> _PROBLEM REQUIREMENTS_: Copy all of the records below word for word, leaving out the pictures.

** Start DATA SUPPLIED **

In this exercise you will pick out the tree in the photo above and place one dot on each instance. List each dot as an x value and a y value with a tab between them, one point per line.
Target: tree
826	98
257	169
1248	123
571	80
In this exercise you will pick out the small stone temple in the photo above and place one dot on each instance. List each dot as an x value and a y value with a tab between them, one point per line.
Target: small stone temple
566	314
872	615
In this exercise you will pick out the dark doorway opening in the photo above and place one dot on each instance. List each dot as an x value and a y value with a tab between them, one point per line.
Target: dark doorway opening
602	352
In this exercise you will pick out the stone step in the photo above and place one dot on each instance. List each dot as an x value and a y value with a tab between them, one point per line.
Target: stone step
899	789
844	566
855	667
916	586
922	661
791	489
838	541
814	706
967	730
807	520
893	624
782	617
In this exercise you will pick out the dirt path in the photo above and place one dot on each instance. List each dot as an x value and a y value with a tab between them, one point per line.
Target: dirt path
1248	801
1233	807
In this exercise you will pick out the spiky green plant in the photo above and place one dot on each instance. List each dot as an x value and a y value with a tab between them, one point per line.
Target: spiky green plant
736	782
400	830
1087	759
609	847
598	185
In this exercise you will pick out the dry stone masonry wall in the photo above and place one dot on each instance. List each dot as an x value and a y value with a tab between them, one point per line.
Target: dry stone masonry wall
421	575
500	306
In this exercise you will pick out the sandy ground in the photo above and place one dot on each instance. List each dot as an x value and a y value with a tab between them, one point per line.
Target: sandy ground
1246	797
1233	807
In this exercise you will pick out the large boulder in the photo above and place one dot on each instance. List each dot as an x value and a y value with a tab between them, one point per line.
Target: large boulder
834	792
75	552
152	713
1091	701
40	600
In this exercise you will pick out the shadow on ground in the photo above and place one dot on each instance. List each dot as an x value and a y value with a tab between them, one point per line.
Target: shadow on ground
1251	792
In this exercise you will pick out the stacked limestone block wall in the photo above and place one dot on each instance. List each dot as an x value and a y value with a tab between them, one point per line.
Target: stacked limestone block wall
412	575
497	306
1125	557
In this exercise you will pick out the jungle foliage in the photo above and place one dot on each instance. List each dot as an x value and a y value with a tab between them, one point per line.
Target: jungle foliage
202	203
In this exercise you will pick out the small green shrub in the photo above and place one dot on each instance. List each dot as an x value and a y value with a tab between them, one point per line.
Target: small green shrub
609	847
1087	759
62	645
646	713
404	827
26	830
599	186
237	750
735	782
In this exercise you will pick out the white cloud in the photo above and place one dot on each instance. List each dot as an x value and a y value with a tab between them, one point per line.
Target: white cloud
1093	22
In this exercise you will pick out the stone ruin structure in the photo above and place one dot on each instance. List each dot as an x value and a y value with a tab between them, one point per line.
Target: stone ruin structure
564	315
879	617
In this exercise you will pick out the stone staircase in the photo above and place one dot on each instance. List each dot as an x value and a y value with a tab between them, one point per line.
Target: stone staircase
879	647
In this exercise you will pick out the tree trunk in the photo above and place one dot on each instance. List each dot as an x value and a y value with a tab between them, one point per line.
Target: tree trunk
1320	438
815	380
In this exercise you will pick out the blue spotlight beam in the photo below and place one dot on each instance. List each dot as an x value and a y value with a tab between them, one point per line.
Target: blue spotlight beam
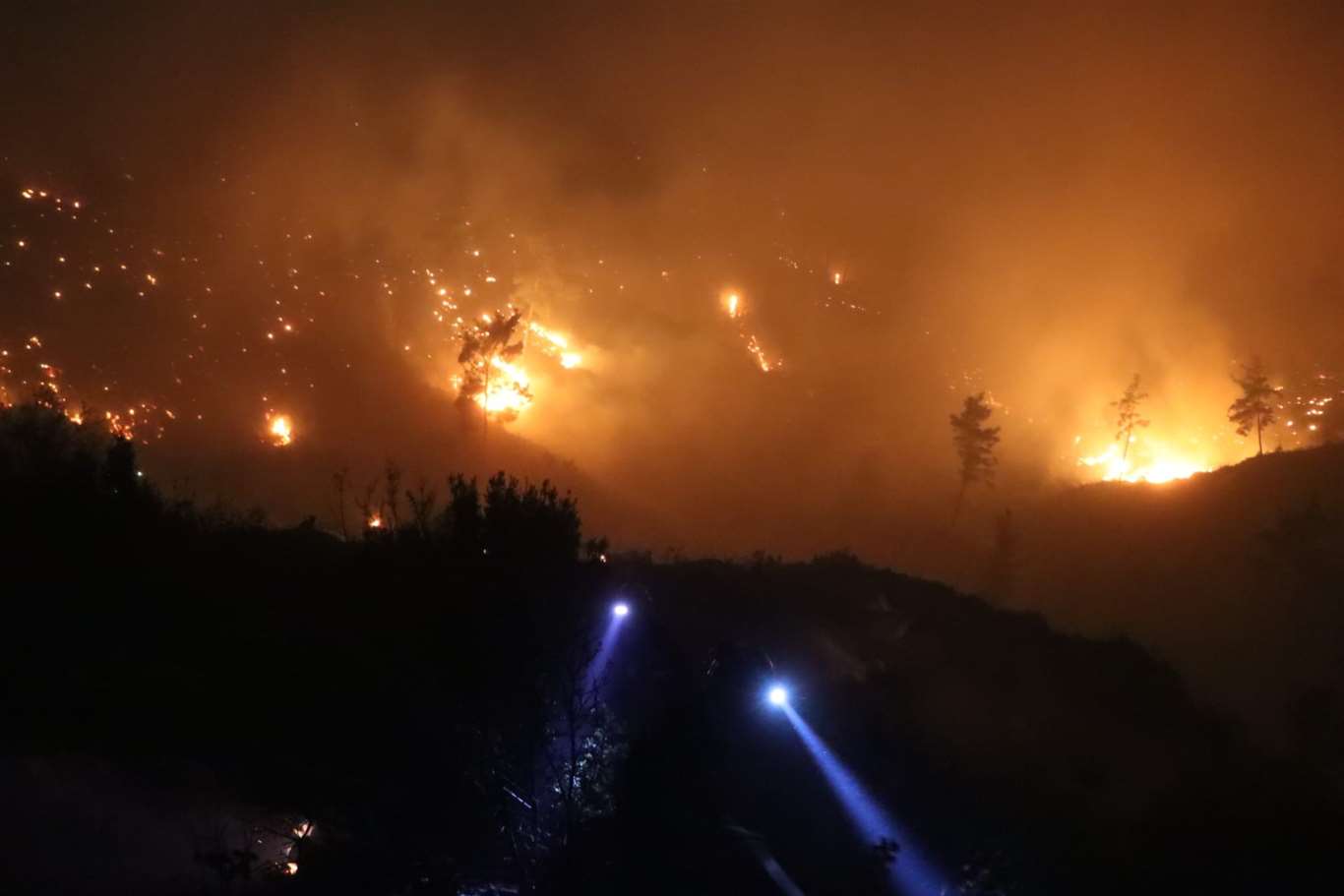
604	653
910	873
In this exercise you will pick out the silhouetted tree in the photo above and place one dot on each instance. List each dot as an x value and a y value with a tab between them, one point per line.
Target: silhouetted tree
975	445
1254	410
1127	414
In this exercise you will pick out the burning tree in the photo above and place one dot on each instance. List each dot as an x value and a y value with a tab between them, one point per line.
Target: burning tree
1254	410
1127	414
975	444
487	353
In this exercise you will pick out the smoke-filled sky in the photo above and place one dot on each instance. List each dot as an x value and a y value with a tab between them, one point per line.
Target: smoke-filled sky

** End DATA SUPPLIED **

> _SOLVED PROBLEM_:
In this exercise you will pick out the tree in the photo above and place one dot on each instance. List each dot as an x value and a y value with a tab between them, one point per line.
Target: tree
826	98
257	169
1248	123
571	80
In this exercise you will pick out the small stone temple in the photo above and place one dot on each instance. List each dot as an x value and a y value with a tab between them, one point per line.
Target: small stone temple
566	314
872	615
In this exercise you will pick out the dark doorway opening in the photo above and place one dot on each instance. List each dot as an x value and a y value with a tab between them, one point per line.
Target: dark doorway opening
602	352
In this exercise you will pick out the stone step in the photo above and place one dot on each instance. List each dot as an x value and a y value with a tab between them, one point per line.
Target: stone step
899	789
844	566
855	667
916	586
922	661
791	489
838	541
814	706
967	730
807	520
893	624
782	617
In this exercise you will pick out the dirt path in the photo above and place one dot on each instance. List each dot as an x value and a y value with a tab between them, one point per line.
Target: dirt path
1248	801
1233	807
In this exercise you will pick out the spiky green plant in the photo above and place one dot on each instance. List each dot as an x value and a y value with a tab between them, one point per line.
Target: spiky green plant
736	782
400	830
1087	759
609	847
598	185
In this exercise you will pick out the dry stone masonry wall in the photo above and place one dot on each instance. List each dot as an x value and a y value with a tab between them, one point per line.
Target: dry stone masonry wall
421	575
500	306
In this exercise you will pick out the sandy ground in the photo above and place one dot on each instance. List each dot as an x value and a y value with a tab between them, one point per line.
Target: sandy ground
1246	797
1233	807
In this exercise you will pick out the large boulder in the photo above and place one dot on each instance. List each dot as an x value and a y value with a tab between them, one point per line.
Target: large boulder
834	792
75	552
152	713
1091	701
40	600
In this exercise you will pick out the shadow on ground in the photo above and place one dot on each instance. List each dot as an x value and a y value with a tab between them, one point per line.
Target: shadow on ground
1251	792
In this exercise you will pick out the stacked limestone block wall in the photo above and place one dot on each instance. List each dot as an x value and a y value with a tab between them, one point per line.
Target: stacked limestone block wall
412	575
497	306
1125	557
In this exercise you will pick out the jungle foliage in the photo above and place one dot on each instance. List each dot as an x value and a y value with a tab between them, one point per line.
Target: jungle foliage
202	203
In this exercise you will pick out the small green shrub in the photo above and place one dot on each instance. List each dot as an x value and a y value with a tab between them, one point per line.
Target: small green shrub
609	847
1087	759
62	645
646	713
404	827
26	830
599	186
237	750
735	782
In this exercise you will pick out the white cloud in the photo above and place one dot on each instance. List each dot as an x value and a y value with a tab between them, one point per line.
Target: white cloud
1093	22
In this exercise you will pick out the stone ruin structure in the photo above and place one dot on each instance. List each dot as an x value and a y value with a tab between them, one point per line.
Target: stone ruin structure
564	315
879	617
In this exercise you will pick out the stone staircase in the photo above and place one dot on each instance. List each dot as an x value and a y value with a tab between them, one point per line.
Target: stone staircase
879	647
In this exercise you will pick out the tree trunk in the photo above and place one dot on each instance. List each dot as an x value and a y value with a tab between them, one point per line.
Target: tree trunk
1320	438
815	380
In this exercise you will pick out the blue spotlight beam in the photo below and place one dot on each instance. List each dot as an x value and a y value with a tab between them, one point per line.
Target: blue spotlight beam
604	653
910	873
In this exercise you will pick out the silhouetted tree in the photo above and place one dot on each instance. List each dot as an x value and a y value with a tab between them, one point per line.
Target: silhouetted tree
975	445
1254	410
1127	414
In this exercise you will pick out the burning tree in the photo above and place one dot on each instance. List each dot as an x value and a y value with a tab between them, one point per line.
Target: burning tree
1254	410
1127	414
975	444
487	353
In this exercise you will pick out the smoke-filled sky in the photo above and place one dot on each instance. List each dot as an x value and a y value with a tab between them, one point per line.
Target: smoke-filled sky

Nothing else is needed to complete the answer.